Tasks -
[A] Rewrite the passage on the HFS memory leak between "We can see that" and "some gdb digging.", inclusive, using "fs_context structure" in place of "filesystem context struct".
[B] Write the next part of the write-up on debugging the HFS memory leak, starting after its final sentence.
==== Text passage ====
We can see that the leaked memory is a hfs_sb_info struct allocated on the first highlighted line which is also the 411 line mentionned in the report and is of 512 bytes (I manually checked sizeof(struct hfs_sb_info)) . Also we notice that the ownership of the pointer to the allocated memory buffer for that struct is transfered to the filesystem context struct.The function responsible for cleaning up the hfs context is the hfs_free_fc() So my initial thoughts here were, would it be that the error path that is being fuzzed didn’t include a call to the cleanup function? Here we needed some gdb digging.

Using gdb to demystify the cause of the bug

First I setup a breakpoint at hfs_free_fc() to check if it’s being called or not and it indeed was being called. The issue though becomes clearer as the pointer fc->s_fs_info is NULL. This means that the ownership of said pointer has been moved again or was assigned NULL before it’s actual cleanup. My next step is to find out where exactly was the fc->s_fs_info been assigned to NULL. Consequently, I setup a breakpoint within the hfs_init_fs_context() to follow the calls that succeed it while always inspecting the memory/value of fc->s_fs_info to check where it gets NULL. Doing so, I got to the function sget_fc() that does the transfer of ownership and setting fc->s_fs_info to NULL.The following is the related call stack(simplified) and the mentionned code.
==== Recorded data ====
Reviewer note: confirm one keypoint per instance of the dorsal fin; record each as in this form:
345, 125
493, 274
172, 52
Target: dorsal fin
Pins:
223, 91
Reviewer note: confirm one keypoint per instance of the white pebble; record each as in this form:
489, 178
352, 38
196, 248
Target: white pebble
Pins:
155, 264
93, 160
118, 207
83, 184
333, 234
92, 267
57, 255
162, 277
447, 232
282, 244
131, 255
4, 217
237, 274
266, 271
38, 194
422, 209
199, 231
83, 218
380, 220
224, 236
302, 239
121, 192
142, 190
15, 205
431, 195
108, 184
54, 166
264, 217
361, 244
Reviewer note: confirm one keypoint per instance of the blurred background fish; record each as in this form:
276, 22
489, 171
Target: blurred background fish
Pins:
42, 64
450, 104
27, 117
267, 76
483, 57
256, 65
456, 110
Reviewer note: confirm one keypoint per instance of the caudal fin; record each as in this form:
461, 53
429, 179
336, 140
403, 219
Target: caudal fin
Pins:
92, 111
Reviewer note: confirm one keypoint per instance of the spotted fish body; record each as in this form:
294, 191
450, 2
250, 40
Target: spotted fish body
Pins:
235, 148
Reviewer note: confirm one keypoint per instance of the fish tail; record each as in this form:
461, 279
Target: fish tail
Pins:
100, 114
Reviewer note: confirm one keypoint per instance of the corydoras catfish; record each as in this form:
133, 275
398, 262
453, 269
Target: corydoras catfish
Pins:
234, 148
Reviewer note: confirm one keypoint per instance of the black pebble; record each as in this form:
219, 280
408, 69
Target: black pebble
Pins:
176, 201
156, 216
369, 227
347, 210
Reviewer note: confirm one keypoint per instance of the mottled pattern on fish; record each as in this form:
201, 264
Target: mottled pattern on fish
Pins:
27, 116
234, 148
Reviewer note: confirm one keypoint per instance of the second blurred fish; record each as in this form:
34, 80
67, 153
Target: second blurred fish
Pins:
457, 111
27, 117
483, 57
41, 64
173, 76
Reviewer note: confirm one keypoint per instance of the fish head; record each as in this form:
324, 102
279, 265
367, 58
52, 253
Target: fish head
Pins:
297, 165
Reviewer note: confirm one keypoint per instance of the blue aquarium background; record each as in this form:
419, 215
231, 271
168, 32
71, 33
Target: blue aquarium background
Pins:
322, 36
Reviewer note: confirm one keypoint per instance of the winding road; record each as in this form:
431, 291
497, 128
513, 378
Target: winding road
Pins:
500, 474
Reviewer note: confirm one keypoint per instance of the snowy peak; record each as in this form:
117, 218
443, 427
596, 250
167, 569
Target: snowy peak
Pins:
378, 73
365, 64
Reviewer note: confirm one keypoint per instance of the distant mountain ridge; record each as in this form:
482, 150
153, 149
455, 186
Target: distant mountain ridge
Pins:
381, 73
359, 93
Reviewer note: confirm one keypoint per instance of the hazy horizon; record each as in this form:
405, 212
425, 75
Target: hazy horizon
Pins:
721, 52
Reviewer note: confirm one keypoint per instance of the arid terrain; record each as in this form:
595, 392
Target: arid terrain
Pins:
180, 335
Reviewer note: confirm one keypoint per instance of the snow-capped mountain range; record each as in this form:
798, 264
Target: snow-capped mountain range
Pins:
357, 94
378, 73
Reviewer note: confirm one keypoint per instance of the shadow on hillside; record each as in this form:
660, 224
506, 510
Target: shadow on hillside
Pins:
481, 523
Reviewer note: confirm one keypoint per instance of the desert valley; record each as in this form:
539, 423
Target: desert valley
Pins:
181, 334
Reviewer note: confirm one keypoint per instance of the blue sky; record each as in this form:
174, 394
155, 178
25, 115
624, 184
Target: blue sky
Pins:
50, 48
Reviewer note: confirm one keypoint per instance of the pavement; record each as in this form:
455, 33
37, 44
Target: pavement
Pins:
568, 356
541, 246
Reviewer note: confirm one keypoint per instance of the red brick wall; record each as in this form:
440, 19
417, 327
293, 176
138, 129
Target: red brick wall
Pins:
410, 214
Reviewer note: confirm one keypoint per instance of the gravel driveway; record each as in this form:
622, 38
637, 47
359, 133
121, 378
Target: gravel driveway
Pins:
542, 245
====
Task responses -
[A]
We can see that the leaked memory is a hfs_sb_info struct allocated on the first highlighted line which is also the 411 line mentionned in the report and is of 512 bytes (I manually checked sizeof(struct hfs_sb_info)) . Also we notice that the ownership of the pointer to the allocated memory buffer for that struct is transfered to the fs_context structure.The function responsible for cleaning up the hfs context is the hfs_free_fc() So my initial thoughts here were, would it be that the error path that is being fuzzed didn’t include a call to the cleanup function? Here we needed some gdb digging.

[B]
sget_fc [fs/super.c:733]
sget_bdev [fs/super.c:1405]
get_tree_bdev_flags [fs/super.c:1677]
vfs_get_tree [fs/super.c:1751]
fc_mount [fs/namespace.c:1208]
do_new_mount_fc [fs/namespace.c:3651]
do_new_mount [fs/namespace.c:3727]
path_mount [fs/namespace.c:4037]
do_mount [fs/namespace.c:4050]
....

(fs/super.c:774)

struct super_block *sget_fc(struct fs_context *fc,
			    int (*test)(struct super_block *, struct fs_context *),
			    int (*set)(struct super_block *, struct fs_context *))
{
	struct super_block *s = NULL;
	/* snip */
	s->s_fs_info = fc->s_fs_info;
	err = set(s, fc);
	if (err) {
		s->s_fs_info = NULL;
		spin_unlock(&sb_lock);
		destroy_unused_super(s);
		return ERR_PTR(err);
	}
	fc->s_fs_info = NULL;
	s->s_type = fc->fs_type;
	s->s_iflags |= fc->s_iflags;
	strscpy(s->s_id, s->s_type->name, sizeof(s->s_id));
	/* snip */
}

At this point,I have already seen that vfs_get_tree() in the call stack was returning an error from earlier attempts and that the error propagation starts from the get_tree_bdev_flags() function. So I needed to follow the flow of execution in that function after the allocation of a new superblock in sget_fc() to see exactly what function caused the error and how it was handled. (fs/super.c:1659)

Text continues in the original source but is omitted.